PROBLEM DESCRIPTION:
Below are some records. Say in a single number how many of their lines include the word "brown".

AVAILABLE DATA:
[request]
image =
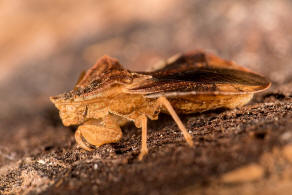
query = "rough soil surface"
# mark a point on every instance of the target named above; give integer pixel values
(242, 151)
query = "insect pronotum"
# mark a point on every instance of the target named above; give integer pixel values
(107, 96)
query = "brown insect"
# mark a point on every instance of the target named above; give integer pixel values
(108, 96)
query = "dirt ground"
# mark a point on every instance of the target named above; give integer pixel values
(242, 151)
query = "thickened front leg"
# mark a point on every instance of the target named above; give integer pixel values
(94, 133)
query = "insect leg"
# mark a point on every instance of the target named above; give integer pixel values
(144, 149)
(172, 112)
(80, 142)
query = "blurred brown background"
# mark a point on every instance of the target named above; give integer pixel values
(44, 45)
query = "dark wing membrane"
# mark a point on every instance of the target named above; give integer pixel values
(195, 74)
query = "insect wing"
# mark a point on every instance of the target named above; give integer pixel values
(200, 73)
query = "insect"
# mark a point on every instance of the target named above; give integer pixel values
(107, 96)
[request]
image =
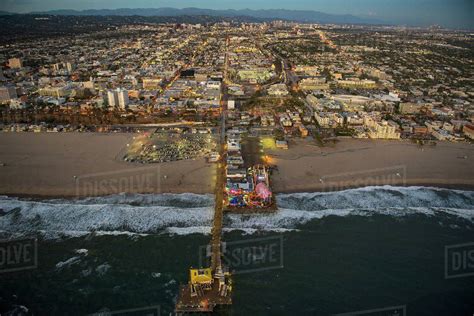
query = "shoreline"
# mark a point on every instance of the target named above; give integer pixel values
(442, 186)
(74, 166)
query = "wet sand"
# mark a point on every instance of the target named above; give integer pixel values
(90, 164)
(356, 163)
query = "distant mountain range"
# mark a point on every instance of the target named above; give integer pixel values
(290, 15)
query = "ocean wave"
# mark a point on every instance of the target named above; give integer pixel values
(290, 219)
(378, 197)
(183, 214)
(73, 216)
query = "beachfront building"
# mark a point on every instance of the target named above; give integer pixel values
(381, 130)
(15, 63)
(254, 75)
(311, 84)
(468, 130)
(357, 84)
(7, 93)
(152, 83)
(118, 98)
(278, 90)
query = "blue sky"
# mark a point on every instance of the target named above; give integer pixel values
(451, 13)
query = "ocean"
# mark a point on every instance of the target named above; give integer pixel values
(374, 250)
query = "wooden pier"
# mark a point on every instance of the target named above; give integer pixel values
(210, 289)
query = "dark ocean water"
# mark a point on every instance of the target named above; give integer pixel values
(340, 252)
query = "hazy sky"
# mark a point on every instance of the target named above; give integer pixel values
(452, 13)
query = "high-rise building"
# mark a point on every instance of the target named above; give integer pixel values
(15, 63)
(7, 93)
(122, 98)
(118, 98)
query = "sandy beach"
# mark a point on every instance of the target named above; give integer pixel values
(356, 163)
(90, 164)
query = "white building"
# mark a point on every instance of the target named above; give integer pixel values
(7, 93)
(118, 98)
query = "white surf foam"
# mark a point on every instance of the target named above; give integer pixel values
(175, 214)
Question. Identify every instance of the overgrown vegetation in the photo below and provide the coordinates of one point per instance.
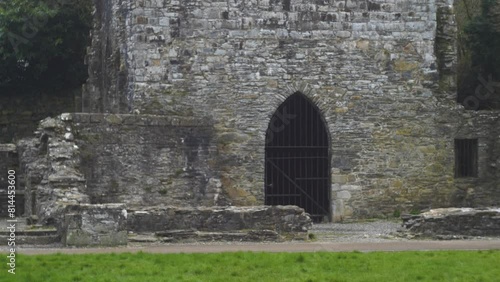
(42, 44)
(320, 266)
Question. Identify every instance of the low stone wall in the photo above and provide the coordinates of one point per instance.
(9, 162)
(455, 221)
(290, 222)
(94, 225)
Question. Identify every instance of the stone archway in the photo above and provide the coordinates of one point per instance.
(297, 169)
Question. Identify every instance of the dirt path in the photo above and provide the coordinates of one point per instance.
(364, 237)
(493, 244)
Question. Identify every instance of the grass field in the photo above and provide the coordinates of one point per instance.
(246, 266)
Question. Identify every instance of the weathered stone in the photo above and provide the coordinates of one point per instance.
(289, 222)
(202, 82)
(450, 223)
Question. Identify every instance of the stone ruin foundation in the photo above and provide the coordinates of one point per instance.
(454, 223)
(182, 99)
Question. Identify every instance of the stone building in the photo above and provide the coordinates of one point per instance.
(346, 108)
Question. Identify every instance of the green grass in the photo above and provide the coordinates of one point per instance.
(246, 266)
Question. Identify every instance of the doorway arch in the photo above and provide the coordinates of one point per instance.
(297, 163)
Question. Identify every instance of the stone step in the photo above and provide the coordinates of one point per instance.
(32, 237)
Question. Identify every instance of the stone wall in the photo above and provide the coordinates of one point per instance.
(287, 221)
(455, 222)
(21, 113)
(147, 160)
(382, 74)
(94, 225)
(9, 162)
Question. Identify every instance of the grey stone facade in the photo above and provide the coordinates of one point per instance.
(181, 94)
(452, 223)
(380, 72)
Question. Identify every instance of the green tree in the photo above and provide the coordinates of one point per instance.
(483, 38)
(42, 44)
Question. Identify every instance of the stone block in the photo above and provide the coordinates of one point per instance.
(94, 225)
(290, 222)
(455, 222)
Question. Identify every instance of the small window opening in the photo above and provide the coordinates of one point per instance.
(466, 158)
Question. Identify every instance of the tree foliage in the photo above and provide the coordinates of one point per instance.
(43, 43)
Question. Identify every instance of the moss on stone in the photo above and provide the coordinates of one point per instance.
(113, 119)
(401, 65)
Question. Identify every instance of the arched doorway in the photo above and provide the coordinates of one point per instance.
(297, 158)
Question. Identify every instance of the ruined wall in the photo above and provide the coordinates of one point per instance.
(381, 73)
(147, 160)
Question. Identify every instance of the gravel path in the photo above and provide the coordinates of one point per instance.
(375, 231)
(333, 237)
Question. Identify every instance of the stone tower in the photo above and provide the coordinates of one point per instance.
(344, 107)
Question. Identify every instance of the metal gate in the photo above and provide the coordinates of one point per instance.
(297, 158)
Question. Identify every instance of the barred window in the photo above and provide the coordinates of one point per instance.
(466, 158)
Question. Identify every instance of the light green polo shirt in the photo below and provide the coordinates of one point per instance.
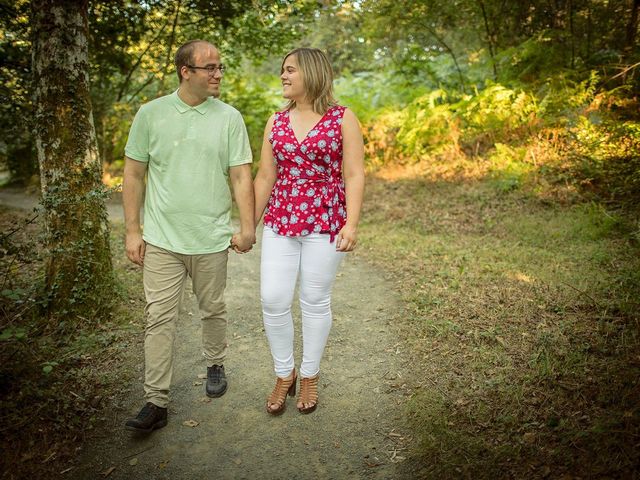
(189, 150)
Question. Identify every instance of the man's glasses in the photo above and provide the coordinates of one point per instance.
(211, 70)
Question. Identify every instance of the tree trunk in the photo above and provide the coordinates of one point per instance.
(632, 27)
(79, 274)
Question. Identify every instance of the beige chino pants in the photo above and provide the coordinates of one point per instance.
(165, 274)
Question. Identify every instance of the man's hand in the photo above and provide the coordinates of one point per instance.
(242, 242)
(135, 248)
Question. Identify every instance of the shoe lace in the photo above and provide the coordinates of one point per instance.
(146, 410)
(215, 373)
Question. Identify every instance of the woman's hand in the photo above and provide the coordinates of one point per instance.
(346, 239)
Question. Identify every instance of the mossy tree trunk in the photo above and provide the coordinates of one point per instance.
(79, 274)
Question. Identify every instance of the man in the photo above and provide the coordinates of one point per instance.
(187, 143)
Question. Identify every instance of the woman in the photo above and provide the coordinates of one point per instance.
(311, 182)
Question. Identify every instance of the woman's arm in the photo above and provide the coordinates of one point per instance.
(267, 173)
(353, 174)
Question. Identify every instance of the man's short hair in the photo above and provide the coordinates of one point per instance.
(184, 55)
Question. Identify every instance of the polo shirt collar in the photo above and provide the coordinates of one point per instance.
(183, 107)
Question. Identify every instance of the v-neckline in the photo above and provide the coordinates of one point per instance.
(300, 142)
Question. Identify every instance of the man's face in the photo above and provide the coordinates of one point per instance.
(199, 82)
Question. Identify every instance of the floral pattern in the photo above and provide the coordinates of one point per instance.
(308, 196)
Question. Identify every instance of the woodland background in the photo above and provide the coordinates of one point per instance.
(503, 160)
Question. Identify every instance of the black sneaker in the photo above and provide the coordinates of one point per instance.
(149, 419)
(216, 381)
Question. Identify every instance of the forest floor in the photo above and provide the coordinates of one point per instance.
(357, 430)
(478, 333)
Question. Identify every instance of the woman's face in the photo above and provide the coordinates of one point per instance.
(292, 81)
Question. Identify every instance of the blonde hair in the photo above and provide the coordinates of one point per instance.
(317, 75)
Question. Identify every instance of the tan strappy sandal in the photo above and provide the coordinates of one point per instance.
(308, 394)
(284, 387)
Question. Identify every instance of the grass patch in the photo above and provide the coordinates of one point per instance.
(522, 323)
(55, 380)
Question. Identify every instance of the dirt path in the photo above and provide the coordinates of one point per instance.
(353, 433)
(356, 432)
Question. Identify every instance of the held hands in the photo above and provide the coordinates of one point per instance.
(346, 239)
(242, 242)
(135, 247)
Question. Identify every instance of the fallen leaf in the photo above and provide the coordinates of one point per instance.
(108, 471)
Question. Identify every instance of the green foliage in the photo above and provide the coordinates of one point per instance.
(256, 99)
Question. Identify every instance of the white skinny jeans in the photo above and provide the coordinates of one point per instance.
(317, 261)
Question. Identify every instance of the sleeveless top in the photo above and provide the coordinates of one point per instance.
(308, 195)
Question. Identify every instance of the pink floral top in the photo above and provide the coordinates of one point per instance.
(308, 196)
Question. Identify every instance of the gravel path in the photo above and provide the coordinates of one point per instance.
(356, 431)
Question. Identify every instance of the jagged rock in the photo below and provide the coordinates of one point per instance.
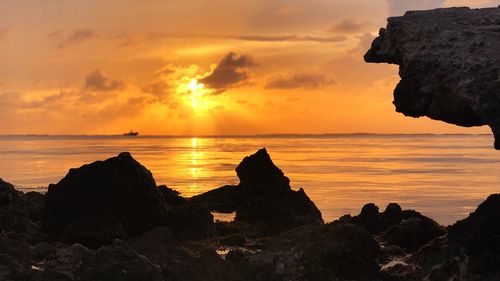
(20, 214)
(449, 65)
(182, 261)
(7, 192)
(413, 233)
(120, 186)
(259, 169)
(189, 221)
(263, 198)
(407, 229)
(172, 197)
(94, 231)
(120, 263)
(478, 236)
(19, 250)
(327, 252)
(470, 251)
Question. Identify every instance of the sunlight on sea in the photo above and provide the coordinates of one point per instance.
(443, 176)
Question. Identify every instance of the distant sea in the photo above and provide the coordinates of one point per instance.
(442, 176)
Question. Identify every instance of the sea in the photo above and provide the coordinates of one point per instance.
(444, 177)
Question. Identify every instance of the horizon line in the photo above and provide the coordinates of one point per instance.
(246, 135)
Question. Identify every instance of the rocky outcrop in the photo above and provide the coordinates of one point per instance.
(315, 253)
(449, 65)
(406, 229)
(118, 198)
(263, 198)
(119, 186)
(278, 234)
(470, 250)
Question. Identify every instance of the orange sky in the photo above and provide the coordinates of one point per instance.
(200, 67)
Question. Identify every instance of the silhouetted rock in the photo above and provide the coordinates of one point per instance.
(20, 214)
(172, 197)
(407, 229)
(119, 263)
(7, 192)
(258, 168)
(94, 231)
(478, 238)
(449, 65)
(316, 253)
(413, 233)
(263, 198)
(119, 186)
(470, 251)
(182, 261)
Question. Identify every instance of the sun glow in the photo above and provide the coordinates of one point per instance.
(197, 91)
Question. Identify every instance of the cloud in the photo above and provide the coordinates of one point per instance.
(74, 38)
(158, 88)
(231, 71)
(96, 81)
(299, 80)
(399, 7)
(348, 26)
(3, 33)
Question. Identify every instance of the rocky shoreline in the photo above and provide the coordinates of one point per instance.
(109, 220)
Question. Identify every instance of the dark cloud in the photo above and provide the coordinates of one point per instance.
(131, 40)
(299, 80)
(131, 107)
(399, 7)
(3, 33)
(11, 99)
(158, 88)
(290, 38)
(231, 71)
(74, 38)
(349, 26)
(96, 81)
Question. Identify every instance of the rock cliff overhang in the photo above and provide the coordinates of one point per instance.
(449, 65)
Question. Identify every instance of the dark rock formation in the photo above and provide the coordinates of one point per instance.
(477, 238)
(407, 229)
(259, 169)
(449, 65)
(277, 235)
(7, 192)
(118, 189)
(327, 252)
(470, 251)
(263, 198)
(188, 221)
(20, 214)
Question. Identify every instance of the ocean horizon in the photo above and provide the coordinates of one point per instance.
(444, 176)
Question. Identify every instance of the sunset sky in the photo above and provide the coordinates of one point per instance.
(198, 67)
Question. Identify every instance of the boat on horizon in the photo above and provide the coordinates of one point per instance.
(131, 134)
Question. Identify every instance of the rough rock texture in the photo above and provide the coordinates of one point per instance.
(116, 193)
(263, 198)
(314, 253)
(406, 229)
(449, 65)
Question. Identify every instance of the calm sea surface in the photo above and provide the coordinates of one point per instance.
(442, 176)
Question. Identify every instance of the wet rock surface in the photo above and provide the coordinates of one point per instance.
(277, 235)
(449, 66)
(406, 229)
(119, 186)
(263, 198)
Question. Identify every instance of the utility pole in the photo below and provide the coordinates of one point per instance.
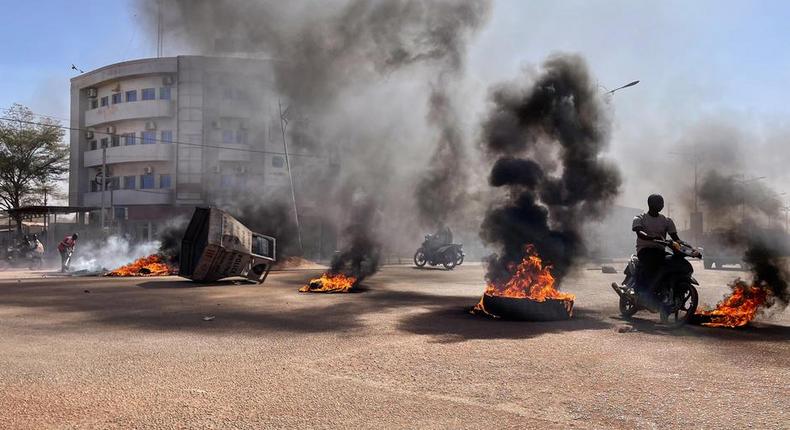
(283, 124)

EXPECTED ANSWER:
2